▸ **COMPITI DA SVOLGERE**:
1 > Riscrivi il brano sulla razionalità limitata da «Bisognerebbe fermare il» a «una razionalità limitata.», rinominando «Herbert Simon» in «lo studioso».
2 > Rispondi a queste domande sul brano sulla razionalità limitata:
(a) Quante pillole vengono messe davanti al lettore?
(b) A chi si deve l'idea di una razionalità olimpica attribuita inizialmente all'essere umano?
(c) Quali peculiarità umane vengono elencate come limiti con cui fare i conti?
3 > Indica se ciascuna affermazione concorda con il brano sulla razionalità limitata:
(a) Per ora possiamo esercitare pienamente una razionalità olimpica.
(b) La spiegazione che accompagna le pillole è descritta come ermetica.
(c) Il sistema emotivo si frappone sempre tra ciò che pensiamo dovrebbe accadere e ciò che accade.

▸ **BRANO FORNITO**:
----------------------------------------

Immaginate di essere stati lì, catapultati in una situazione imprevista, di fronte a un brutto ceffo che fino a qualche istante prima non avreste mai osato guardare in faccia, se non per l’ingresso in un locale notturno.

Immaginate che vi metta queste due pillole davanti con una spiegazione tanto ermetica quanto didascalica.
Cosa fare? Quale dannata pillola ingoiare, prima che sia lui stesso a ficcarcene una in gola (di sicuro quella sbagliata)?

Bisognerebbe fermare il tempo, chiedere un time out all’universo e infilarci in una dimensione spazio-temporale che ci permetta di esercitare quella razionalità olimpica che Herbert Simon attribuiva inizialmente all’essere umano. La scelta perfetta, insomma, quella che potremmo prendere se avessimo tutto il tempo necessario, analizzando pro e contro e potendo sostituire il nostro cervello con un computer impeccabile. Possibile? Per ora no, non del tutto almeno: ci dobbiamo accontentare di una razionalità limitata.

Prima di cedere alle pressioni di un qualsivoglia bodyguard incattivito, che ci accompagna con autorità all’unica e incontrovertibile possibilità di scelta, dovremmo quindi fare i conti con le nostre peculiarità: scarsità di risorse, quantità di tempo ridotta, capacità computazionali limitate.

Ecco messo a nudo l’essere umano, un essere che vive di un sistema emotivo di cui fatichiamo spesso a riconoscere confini e manifestazioni quotidiane, ma che si frappone sempre tra quello che pensiamo (o speriamo) dovrebbe accadere e quello che invece accade.

----------------------------------------

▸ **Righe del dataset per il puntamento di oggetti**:
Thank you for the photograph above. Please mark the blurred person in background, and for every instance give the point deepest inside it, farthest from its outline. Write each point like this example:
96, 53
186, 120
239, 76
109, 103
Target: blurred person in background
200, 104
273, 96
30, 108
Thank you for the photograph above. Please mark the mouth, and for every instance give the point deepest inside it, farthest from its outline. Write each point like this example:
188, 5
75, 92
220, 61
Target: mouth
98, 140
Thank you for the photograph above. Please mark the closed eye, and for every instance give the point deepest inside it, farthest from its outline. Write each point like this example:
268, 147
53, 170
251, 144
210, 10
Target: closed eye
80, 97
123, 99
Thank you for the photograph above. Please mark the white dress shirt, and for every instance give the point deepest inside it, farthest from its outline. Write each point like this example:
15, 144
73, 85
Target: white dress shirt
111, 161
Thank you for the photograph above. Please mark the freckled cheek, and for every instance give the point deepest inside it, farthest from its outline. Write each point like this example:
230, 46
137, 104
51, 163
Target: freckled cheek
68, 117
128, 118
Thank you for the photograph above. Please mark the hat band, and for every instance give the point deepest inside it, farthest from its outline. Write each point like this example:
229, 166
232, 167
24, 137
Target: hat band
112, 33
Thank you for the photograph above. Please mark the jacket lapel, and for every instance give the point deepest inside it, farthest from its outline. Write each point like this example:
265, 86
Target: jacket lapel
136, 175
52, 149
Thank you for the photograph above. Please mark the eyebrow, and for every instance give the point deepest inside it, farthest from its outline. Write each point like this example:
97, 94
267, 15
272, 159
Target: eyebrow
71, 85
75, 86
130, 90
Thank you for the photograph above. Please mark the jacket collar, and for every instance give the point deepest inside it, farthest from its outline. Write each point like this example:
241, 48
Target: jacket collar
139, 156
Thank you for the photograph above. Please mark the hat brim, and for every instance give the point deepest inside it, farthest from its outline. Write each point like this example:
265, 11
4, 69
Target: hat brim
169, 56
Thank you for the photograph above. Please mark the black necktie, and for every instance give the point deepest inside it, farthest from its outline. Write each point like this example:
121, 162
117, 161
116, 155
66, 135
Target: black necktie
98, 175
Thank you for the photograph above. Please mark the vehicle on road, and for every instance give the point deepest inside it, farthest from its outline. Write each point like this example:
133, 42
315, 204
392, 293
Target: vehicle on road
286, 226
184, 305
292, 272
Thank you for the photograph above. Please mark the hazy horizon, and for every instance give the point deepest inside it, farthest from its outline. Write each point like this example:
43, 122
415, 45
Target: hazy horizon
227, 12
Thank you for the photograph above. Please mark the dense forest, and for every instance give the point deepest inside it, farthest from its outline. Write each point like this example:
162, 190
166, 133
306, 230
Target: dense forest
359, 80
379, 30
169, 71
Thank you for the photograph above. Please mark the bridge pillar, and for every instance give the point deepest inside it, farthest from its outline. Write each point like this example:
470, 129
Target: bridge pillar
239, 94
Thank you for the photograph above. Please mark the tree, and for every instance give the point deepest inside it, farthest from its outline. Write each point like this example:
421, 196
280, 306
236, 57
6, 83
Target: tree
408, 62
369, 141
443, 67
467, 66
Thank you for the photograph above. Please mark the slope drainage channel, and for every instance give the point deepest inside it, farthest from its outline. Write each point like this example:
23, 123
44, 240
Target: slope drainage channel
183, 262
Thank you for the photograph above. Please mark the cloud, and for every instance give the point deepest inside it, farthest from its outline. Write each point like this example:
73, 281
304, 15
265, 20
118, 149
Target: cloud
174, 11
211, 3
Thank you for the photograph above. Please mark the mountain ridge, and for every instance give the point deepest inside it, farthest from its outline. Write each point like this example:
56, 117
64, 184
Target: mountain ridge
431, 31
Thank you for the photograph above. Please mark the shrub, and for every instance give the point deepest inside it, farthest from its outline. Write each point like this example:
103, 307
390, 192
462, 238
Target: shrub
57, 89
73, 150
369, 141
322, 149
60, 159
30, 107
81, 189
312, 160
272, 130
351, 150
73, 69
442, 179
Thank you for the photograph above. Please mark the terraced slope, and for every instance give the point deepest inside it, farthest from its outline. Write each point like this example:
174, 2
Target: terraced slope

----------------------------------------

▸ **SOLUZIONI PER COMPITO**:
1 >
Bisognerebbe fermare il tempo, chiedere un time out all’universo e infilarci in una dimensione spazio-temporale che ci permetta di esercitare quella razionalità olimpica che lo studioso attribuiva inizialmente all’essere umano. La scelta perfetta, insomma, quella che potremmo prendere se avessimo tutto il tempo necessario, analizzando pro e contro e potendo sostituire il nostro cervello con un computer impeccabile. Possibile? Per ora no, non del tutto almeno: ci dobbiamo accontentare di una razionalità limitata.

2 >
(a) Due.
(b) A Herbert Simon.
(c) Scarsità di risorse, quantità di tempo ridotta e capacità computazionali limitate.

3 >
(a) No: «Per ora no, non del tutto almeno: ci dobbiamo accontentare di una razionalità limitata.»
(b) Sì: «con una spiegazione tanto ermetica quanto didascalica»
(c) Sì: «si frappone sempre tra quello che pensiamo (o speriamo) dovrebbe accadere e quello che invece accade»